▶ _WORK INSTRUCTIONS_: Quote exactly and only this range of lines in the data below: the line that holds "point_to MUST return one point per instance of the toenail" to the line that holds "point_to MUST return one point per instance of the dry", both included.

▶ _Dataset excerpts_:
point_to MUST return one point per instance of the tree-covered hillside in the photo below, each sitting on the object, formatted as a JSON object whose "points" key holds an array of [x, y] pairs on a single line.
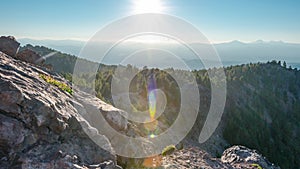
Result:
{"points": [[262, 109]]}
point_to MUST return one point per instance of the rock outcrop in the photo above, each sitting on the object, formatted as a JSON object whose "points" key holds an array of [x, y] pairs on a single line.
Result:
{"points": [[39, 125], [30, 56], [236, 157], [44, 127], [242, 157], [9, 45]]}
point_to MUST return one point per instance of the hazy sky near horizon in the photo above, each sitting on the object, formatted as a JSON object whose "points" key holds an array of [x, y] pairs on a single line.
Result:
{"points": [[219, 21]]}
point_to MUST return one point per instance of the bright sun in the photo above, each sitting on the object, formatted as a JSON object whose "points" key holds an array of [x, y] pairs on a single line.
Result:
{"points": [[147, 6]]}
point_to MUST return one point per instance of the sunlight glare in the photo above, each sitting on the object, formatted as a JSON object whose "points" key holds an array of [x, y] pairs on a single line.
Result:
{"points": [[147, 6]]}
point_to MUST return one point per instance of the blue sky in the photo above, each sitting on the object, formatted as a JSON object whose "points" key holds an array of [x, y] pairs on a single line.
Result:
{"points": [[220, 21]]}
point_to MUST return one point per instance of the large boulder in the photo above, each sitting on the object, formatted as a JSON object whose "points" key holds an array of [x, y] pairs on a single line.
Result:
{"points": [[41, 128], [9, 45], [242, 157], [30, 56]]}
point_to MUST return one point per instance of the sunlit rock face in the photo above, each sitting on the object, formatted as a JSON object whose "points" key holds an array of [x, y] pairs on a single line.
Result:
{"points": [[9, 45], [39, 125], [30, 56]]}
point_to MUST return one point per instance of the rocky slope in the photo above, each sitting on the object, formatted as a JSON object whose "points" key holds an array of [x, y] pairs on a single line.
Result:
{"points": [[41, 127]]}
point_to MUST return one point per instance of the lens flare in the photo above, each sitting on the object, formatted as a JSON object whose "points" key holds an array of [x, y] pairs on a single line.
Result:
{"points": [[152, 97]]}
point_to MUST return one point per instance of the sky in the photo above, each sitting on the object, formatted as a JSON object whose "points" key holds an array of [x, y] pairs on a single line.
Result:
{"points": [[219, 21]]}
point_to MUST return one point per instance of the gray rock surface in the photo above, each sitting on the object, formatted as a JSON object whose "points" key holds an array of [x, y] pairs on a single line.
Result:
{"points": [[39, 125], [236, 157], [9, 45], [242, 157], [30, 56]]}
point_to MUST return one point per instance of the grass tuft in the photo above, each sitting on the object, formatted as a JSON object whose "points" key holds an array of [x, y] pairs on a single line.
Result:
{"points": [[60, 85]]}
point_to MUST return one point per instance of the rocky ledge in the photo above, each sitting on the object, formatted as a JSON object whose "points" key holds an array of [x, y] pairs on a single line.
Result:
{"points": [[39, 125], [41, 128]]}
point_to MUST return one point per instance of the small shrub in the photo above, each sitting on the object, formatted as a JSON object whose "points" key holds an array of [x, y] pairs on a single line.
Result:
{"points": [[168, 150], [56, 83]]}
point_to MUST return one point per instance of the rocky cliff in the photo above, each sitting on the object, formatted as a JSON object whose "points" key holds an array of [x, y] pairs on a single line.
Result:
{"points": [[41, 127]]}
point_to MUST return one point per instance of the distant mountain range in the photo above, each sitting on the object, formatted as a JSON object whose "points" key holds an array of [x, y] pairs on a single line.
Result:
{"points": [[231, 53]]}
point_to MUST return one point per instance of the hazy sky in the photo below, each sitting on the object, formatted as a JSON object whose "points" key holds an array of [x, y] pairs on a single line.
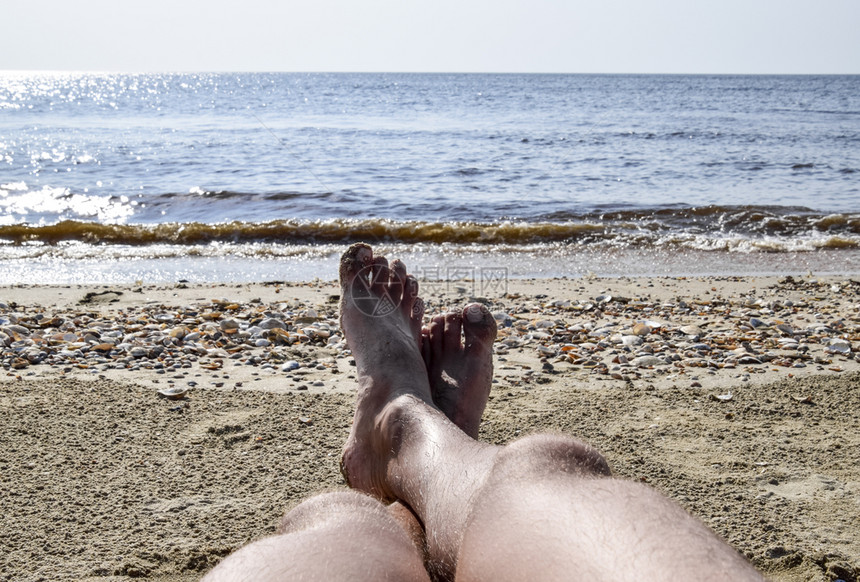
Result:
{"points": [[599, 36]]}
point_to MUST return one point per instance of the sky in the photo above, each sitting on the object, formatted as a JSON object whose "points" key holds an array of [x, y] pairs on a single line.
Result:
{"points": [[533, 36]]}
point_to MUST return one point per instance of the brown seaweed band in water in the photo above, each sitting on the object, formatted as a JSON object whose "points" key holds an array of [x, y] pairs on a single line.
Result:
{"points": [[657, 227]]}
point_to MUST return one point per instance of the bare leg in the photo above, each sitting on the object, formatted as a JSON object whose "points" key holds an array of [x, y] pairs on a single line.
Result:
{"points": [[343, 536], [543, 507]]}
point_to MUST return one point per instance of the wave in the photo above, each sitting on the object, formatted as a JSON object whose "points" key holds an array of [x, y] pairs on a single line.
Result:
{"points": [[750, 229]]}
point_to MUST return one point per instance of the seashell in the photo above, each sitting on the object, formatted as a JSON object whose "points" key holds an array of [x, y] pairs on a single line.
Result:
{"points": [[839, 346], [690, 330], [641, 329], [174, 393], [646, 361]]}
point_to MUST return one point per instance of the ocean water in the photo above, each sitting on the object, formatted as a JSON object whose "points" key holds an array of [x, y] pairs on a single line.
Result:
{"points": [[108, 178]]}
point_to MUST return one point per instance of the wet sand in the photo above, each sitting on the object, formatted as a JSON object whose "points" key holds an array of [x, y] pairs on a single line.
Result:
{"points": [[751, 427]]}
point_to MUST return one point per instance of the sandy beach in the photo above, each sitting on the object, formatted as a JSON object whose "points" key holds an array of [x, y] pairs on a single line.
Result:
{"points": [[735, 396]]}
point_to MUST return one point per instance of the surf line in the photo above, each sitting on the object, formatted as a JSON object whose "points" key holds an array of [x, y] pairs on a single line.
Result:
{"points": [[290, 151]]}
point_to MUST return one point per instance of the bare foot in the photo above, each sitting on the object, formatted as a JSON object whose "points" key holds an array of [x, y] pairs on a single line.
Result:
{"points": [[461, 373], [381, 320]]}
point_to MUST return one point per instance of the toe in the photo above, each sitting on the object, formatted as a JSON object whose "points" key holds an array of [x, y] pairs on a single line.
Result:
{"points": [[356, 258], [453, 327], [479, 326], [437, 331], [381, 276], [426, 350]]}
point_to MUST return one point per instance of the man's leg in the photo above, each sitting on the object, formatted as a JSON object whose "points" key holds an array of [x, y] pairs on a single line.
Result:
{"points": [[343, 536], [544, 507]]}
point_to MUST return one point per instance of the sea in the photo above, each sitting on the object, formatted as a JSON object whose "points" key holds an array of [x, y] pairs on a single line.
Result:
{"points": [[243, 177]]}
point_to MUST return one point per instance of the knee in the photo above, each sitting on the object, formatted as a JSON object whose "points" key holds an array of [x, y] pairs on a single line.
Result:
{"points": [[546, 454], [336, 505]]}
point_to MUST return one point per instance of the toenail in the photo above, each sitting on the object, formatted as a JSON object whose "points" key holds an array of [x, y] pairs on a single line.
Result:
{"points": [[474, 314]]}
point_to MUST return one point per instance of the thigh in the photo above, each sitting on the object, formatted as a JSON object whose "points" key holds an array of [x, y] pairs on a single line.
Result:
{"points": [[343, 536]]}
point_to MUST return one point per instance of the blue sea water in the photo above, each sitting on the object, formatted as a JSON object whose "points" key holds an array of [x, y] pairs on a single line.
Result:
{"points": [[159, 177]]}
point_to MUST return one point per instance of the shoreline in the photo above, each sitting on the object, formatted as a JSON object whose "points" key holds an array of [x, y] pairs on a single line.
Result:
{"points": [[733, 395], [212, 264]]}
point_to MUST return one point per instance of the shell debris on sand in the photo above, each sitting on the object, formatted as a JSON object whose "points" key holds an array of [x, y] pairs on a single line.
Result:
{"points": [[793, 325], [640, 338], [200, 336]]}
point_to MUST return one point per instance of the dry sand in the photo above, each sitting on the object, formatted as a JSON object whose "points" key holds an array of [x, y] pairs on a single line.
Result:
{"points": [[101, 479]]}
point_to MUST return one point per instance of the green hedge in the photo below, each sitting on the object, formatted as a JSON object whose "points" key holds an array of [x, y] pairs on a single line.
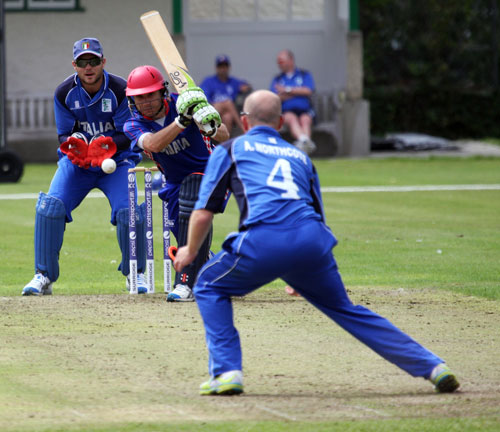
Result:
{"points": [[446, 113]]}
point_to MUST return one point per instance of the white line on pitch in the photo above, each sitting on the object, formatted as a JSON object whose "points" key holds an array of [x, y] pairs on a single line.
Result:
{"points": [[276, 413], [410, 188]]}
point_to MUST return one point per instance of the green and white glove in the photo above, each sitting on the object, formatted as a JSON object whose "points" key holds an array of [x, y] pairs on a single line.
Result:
{"points": [[188, 99], [207, 118]]}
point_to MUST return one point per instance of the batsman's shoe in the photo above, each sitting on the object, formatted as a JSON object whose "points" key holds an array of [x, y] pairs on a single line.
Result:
{"points": [[142, 286], [444, 379], [227, 383], [181, 293], [39, 285]]}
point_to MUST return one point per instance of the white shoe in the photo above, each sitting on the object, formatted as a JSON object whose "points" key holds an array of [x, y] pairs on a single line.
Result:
{"points": [[227, 383], [142, 285], [39, 285], [181, 293]]}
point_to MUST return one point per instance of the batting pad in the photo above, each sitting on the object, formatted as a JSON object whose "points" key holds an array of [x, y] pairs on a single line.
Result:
{"points": [[50, 222], [188, 195], [122, 235]]}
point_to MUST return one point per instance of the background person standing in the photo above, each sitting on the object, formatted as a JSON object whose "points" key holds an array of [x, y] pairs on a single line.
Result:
{"points": [[222, 91], [295, 87]]}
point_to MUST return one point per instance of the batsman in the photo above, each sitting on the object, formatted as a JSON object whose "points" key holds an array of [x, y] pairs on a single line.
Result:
{"points": [[176, 131]]}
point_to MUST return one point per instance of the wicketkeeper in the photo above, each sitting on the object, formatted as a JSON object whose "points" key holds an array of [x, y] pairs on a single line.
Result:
{"points": [[90, 109], [176, 131]]}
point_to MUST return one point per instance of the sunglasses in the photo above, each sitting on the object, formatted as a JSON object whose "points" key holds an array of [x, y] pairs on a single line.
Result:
{"points": [[95, 61]]}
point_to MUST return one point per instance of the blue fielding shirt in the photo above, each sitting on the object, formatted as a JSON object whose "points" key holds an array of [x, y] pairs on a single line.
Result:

▶ _ANSWER BELOW_:
point_to MUST return one point per instance of the toenail in the photo above, each sitting on the object, formatted as a JSON object whose "points" key holds an array of [x, y] pairs on a single line.
Result:
{"points": [[474, 314]]}
point_to MUST return one point per instance of the thigh in the photo above, each sitting on the object, formatted as a JSON object whose "points" key holds an array of [x, y] pairs on a single line.
Result:
{"points": [[343, 536]]}
point_to MUST return one point per instance of the blue sea water in the photo above, each sitting on the object, formatted as a JSON object whose "points" key holds an array of [x, y] pairs on a single line.
Result:
{"points": [[159, 177]]}
point_to MUST return one point per instance of the shoreline in the photo above, each sitting on the object, formatted as a JSON object whose "points" key holds an array of [x, y] pairs on a single line.
Result:
{"points": [[733, 395], [212, 264]]}
point_to MUST return one point per instance of the shell debris on sand in the photo above, each sitting on the object, formatted as a JSON object whose "points" key holds an array of [x, y] pairs on a single line.
Result:
{"points": [[793, 325], [640, 338], [200, 336]]}
point_to MUST return one point per instance of the dry sand in the photo above, each sitting on the object, formatted as a JSON object whose "points" key holds an array of [x, y] pairs on a single line.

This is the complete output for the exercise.